=== ИСХОДНЫЙ ТЕКСТ ===

Обязательство взять на себя наследие своих призраков Деррида считает этическим: об этом необходимо говорить, нельзя позволить разговору о них умолкнуть – только тогда мы сможем лицом к лицу встретиться с нашим горем, с нашими потерями. Я уверен, отцу понравились бы эта мысль. Мне она тоже нравится. Я все время сталкиваюсь с этими призраками, в том числе – с призраками Маркса. Каждый раз, думая об отце, я их вижу.
За сигаретой я размышляю, действительно ли готов встретиться с ними. В последующие месяцы я буду часто задаваться этим вопросом. Иногда мне будет казаться, что да, а иногда я буду противиться их присутствию всеми доступными мне средствами несобственной жизни. Даже описанная Лиром радикальная надежда в лучшем случае лишь забрезжит. Но мне все чаще будет удаваться смирение с метаморфозой, которую вызывает время потерь. Я стану принимать, что не знаю, каким будет ее результат. И снова начну чувствовать в себе осторожную уверенность, сперва изредка и нерешительно, потом все чаще и естественнее. Это будет уже другая уверенность, менее обнадеживающая, более приспособленная и информированная, более реалистичная, чем раньше. Это будет уверенность заниженных ожиданий. Я начну проживать с ней свои дни и однажды привыкну к этому чувству. Когда мне будет плохо, я смогу надевать его на себя, как особенно приятную и теплую одежду. Я буду чувствовать свою скорбь – по отцу и по миру, – но она не будет так сильно меня потрясать. Мне будет грустно, но я перестану грустить постоянно. Я буду тревожиться, но страх перед будущим прекратит меня парализовывать. Я буду регулярно напоминать себе, что, несмотря ни на что, будущее еще не написано, оно – в будущем.
Делаю последнюю затяжку, наслаждаясь видом с террасы и действием никотина – он вызывает в теле приятную сонливость. Через несколько недель я снова брошу курить – сигареты выполнили свою задачу. К моему удивлению, бросить окажется не очень сложно.

=== ИСХОДНЫЕ ДАННЫЕ ===

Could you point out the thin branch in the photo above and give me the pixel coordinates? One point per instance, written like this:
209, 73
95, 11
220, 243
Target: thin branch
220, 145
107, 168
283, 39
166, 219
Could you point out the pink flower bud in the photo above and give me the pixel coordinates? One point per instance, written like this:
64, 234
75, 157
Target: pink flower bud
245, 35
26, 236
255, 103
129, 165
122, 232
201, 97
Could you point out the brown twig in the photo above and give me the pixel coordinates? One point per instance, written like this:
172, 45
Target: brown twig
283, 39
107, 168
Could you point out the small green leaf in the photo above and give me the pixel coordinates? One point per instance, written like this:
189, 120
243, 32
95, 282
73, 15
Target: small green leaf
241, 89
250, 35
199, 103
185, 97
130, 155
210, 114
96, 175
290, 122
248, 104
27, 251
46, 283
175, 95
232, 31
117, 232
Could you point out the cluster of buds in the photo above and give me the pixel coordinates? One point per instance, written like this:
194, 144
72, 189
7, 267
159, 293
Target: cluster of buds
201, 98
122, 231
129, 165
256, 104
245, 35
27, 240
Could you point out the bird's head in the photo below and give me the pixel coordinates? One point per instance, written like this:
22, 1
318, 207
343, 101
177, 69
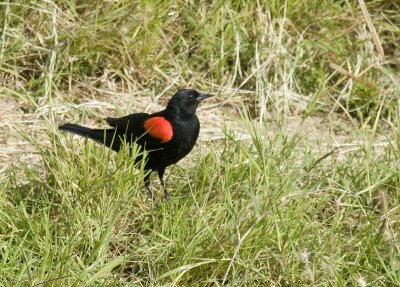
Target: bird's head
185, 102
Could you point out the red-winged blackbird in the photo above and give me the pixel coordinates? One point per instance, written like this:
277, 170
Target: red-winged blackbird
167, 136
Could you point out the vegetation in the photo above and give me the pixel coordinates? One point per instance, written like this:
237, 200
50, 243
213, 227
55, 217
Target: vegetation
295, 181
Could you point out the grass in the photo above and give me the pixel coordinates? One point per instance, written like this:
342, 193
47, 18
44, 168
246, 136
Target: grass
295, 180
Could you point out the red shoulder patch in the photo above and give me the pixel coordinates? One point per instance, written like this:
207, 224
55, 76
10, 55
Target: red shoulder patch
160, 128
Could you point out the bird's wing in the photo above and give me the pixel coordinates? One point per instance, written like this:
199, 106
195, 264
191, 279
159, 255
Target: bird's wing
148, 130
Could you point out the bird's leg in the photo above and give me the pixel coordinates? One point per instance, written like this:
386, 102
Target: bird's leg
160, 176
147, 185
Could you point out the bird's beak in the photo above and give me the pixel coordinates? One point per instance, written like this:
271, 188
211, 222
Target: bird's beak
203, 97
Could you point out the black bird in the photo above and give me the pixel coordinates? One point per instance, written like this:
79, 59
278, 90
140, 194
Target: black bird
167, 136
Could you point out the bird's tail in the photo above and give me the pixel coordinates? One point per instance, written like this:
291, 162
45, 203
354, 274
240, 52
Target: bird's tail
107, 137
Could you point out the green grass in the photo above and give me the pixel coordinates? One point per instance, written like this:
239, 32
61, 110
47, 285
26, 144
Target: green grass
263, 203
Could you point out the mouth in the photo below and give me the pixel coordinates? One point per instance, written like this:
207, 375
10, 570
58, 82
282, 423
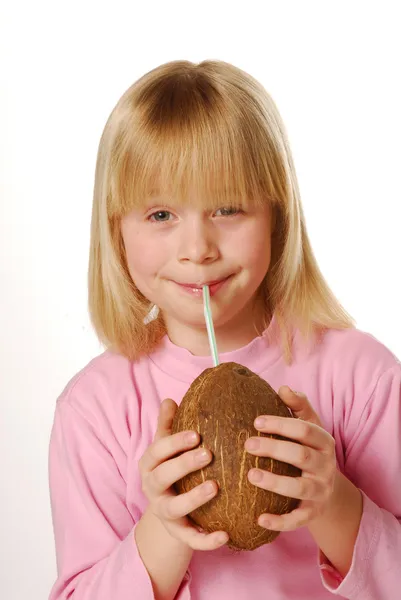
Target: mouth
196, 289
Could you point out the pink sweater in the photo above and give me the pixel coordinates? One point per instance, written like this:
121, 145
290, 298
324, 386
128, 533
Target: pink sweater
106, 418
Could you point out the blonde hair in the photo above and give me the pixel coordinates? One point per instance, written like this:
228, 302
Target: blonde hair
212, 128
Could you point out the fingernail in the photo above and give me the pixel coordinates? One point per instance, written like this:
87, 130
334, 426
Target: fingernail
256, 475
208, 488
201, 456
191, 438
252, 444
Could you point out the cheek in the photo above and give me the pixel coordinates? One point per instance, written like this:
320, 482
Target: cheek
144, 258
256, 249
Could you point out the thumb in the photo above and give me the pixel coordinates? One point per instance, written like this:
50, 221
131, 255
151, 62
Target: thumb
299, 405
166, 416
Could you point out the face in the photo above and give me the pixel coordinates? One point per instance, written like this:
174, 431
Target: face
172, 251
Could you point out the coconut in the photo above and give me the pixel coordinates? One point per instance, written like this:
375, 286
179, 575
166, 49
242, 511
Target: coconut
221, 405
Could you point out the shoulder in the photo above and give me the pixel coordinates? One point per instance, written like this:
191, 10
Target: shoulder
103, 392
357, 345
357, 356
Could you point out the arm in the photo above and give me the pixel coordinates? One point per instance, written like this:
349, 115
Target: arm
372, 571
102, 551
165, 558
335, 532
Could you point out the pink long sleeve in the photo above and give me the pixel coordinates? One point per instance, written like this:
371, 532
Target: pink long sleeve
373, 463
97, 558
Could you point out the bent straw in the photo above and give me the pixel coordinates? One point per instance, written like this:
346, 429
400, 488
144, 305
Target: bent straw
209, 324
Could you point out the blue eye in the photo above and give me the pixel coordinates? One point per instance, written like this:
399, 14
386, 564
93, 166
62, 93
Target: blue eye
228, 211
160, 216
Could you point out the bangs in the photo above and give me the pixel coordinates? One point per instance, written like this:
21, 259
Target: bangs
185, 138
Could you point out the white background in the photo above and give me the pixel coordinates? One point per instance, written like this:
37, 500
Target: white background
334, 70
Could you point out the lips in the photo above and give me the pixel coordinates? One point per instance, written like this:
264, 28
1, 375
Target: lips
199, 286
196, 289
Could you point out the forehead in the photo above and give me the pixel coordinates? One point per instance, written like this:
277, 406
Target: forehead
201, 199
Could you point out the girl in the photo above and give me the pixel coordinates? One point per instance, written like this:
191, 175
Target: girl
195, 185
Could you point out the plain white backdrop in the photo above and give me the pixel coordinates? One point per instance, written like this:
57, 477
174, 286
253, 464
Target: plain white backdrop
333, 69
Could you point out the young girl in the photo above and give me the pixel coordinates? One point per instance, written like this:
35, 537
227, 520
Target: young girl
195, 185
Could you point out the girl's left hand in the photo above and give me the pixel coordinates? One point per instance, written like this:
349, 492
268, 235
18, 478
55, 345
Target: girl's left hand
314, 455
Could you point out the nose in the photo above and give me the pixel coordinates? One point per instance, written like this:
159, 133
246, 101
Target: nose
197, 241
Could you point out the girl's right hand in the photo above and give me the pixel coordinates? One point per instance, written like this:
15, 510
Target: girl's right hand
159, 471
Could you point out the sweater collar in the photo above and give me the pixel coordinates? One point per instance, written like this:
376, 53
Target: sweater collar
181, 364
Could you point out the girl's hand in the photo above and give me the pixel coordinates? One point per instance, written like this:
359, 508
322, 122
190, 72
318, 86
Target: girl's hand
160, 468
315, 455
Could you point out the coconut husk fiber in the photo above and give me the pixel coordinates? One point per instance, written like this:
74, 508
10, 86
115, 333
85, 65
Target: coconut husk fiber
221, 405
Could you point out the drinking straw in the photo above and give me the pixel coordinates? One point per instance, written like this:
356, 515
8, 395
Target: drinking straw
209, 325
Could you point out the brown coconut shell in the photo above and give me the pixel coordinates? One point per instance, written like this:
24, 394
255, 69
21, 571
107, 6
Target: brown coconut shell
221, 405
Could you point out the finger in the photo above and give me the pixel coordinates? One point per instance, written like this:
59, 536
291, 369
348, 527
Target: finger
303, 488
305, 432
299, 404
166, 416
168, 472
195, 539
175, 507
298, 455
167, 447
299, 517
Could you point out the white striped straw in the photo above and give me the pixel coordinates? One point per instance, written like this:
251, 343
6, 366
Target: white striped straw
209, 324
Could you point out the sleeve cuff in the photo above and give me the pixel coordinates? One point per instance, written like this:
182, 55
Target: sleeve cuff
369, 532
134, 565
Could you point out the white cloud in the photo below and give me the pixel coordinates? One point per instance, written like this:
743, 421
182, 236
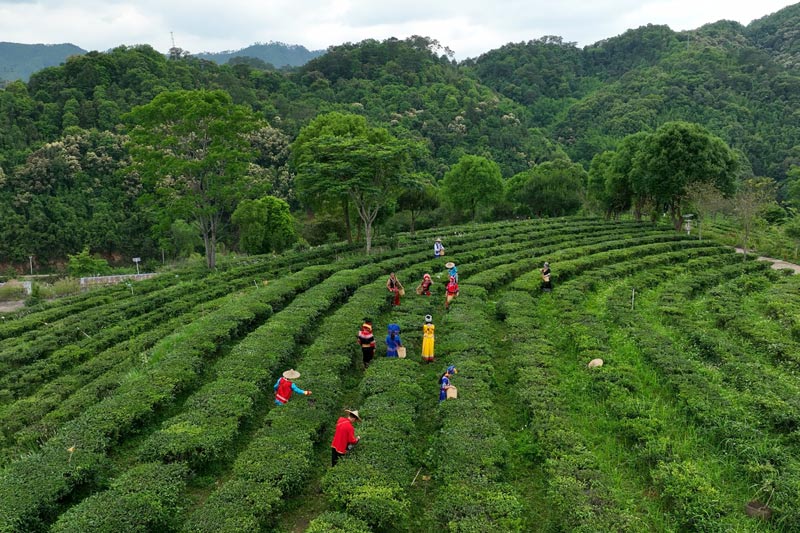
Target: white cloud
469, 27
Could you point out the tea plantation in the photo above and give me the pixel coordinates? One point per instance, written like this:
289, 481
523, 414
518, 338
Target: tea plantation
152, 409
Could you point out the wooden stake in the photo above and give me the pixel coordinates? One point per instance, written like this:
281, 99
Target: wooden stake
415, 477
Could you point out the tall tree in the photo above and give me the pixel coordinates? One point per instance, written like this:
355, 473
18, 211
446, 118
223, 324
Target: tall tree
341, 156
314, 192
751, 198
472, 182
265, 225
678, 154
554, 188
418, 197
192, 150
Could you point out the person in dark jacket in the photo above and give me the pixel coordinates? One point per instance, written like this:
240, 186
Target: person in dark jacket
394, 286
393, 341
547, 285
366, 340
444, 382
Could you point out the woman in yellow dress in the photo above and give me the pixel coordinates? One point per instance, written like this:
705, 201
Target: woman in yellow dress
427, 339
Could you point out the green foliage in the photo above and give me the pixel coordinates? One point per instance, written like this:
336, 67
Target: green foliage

===

Какое действие никотина на тело описано в тексте о наследии призраков?

■ РЕШЕНИЕ: Никотин вызывает в теле приятную сонливость.